▶ TEXTO PARA LEER:
════

Así era
Héctor Gómez |
No diré una novedad afirmando que, con la pérdida de don Héctor Gómez el fútbol nuestro ha quedado en la situación de desamparo, de desconcierto, de una familia que pierde a su padre. Porque eso era don Héctor Gómez en todos los actos de su vida: un padre.
Pascualito Ruotta me decía una vez, hace algunos años, la enorme confianza, la fe ilimitada que inspiraba, tanto a él como a los demás jugadores el entrar a la cancha en compañía de Piendibene.
Nos parecía que teníamos que ir derecho a ganar; -agregaba- la presencia de José allí nos infundía un espíritu nuevo, nos daba la sensación de ser más fuertes.
Esta misma impresión la experimentamos todos los que alguna vez trabajamos al lado de don Héctor. Es algo curioso. Porque sucede generalmente que, al jefe, al director, al que posee autoridad jerárquica sobre uno, si no se llega a repudiar o a temer -que a veces también ocurre-tampoco se desea su proximidad, que de si implica vigilancia o censura. Antes bien, cuánto más lejos se hallen mejor.

════

▶ MATERIAL PROPORCIONADO:
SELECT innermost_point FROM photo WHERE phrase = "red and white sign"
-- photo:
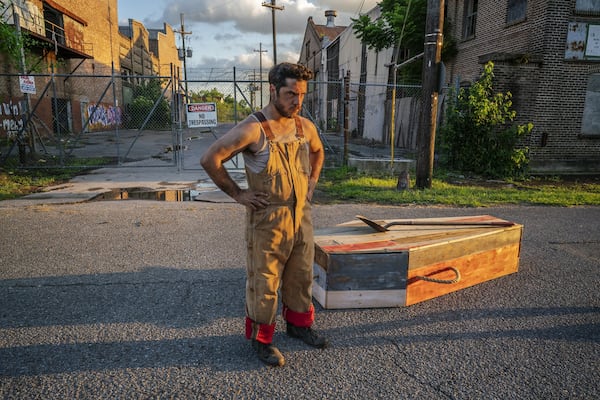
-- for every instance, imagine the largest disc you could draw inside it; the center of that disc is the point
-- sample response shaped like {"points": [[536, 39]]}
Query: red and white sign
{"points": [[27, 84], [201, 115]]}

════

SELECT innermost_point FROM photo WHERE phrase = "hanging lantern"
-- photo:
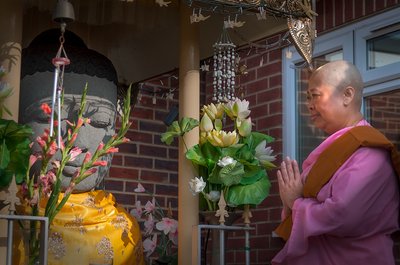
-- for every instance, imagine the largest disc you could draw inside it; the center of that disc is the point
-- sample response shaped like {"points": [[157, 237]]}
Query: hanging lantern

════

▶ CONSIGNA: Sigue el texto sobre Héctor Gómez a partir de su última oración, con el mismo tono.

▶ RESPUESTA ESPERADA:
Es algo curioso, pero a don Héctor deseábamos tenerlo cerca. Su sola presencia era un estímulo, una garantía de que nuestros esfuerzos no serían vanos, una seguridad de que allí habría justicia. Su palabra bondadosa, su sonrisa dulce, tenían no se qué extraño poder de persuasión que nos reconciliaba con la vida en aquellos momentos en que un paterio sin levante nos hacía ver más grandes, casi horribles las injusticias sociales, más fuertes las diferencias de clases. Y así, alguna vez mirándolo escribir,-al lado de aquella ventana, sobre un panorama de viejas chimeneas de lata,- me sentí tentado de decirle decididamente, como un desahogo, como una confesión:
-Don Héctor; por usté yo me rompo todo.
|Eso le habría dicho si no se hubiese levantado ante mi como una valla, la palabra "adulón" que aun hoy mismo me ha impedido muchas veces, ser sincero, y espontáneo y, lo que es peor, justo.
-¿Quién, habla?-
Contesté con el nombre del diario.
-¿Quién, habla?- insistió la voz. Y volví a contestar con el nombre del diario, agregándole la palabra "Redacción".
-¿Pero quién habla? volvió a interrogar el desconocido ya algo impaciente. No se me ocurrió decir mi nombre porque estimé que el demandante se quedaría tan en ayunas como al principio. Yo era un pinche y hubiese tenido luego que dar pelos y señales sobre mi identidad. Esto lo vi al instante. Resolví, entonces, ser lo más explícito posible y contesté:
-Habla un empleado.
Aquí la voz se puso opaca, adquirió un tono más enérgico aún, e inquirió molesta:
-¿Pero quién es el bruto que habla?
Entonces sí, respondí sin vacilar:
-Más bruto sos vos. Y colgué el tubo.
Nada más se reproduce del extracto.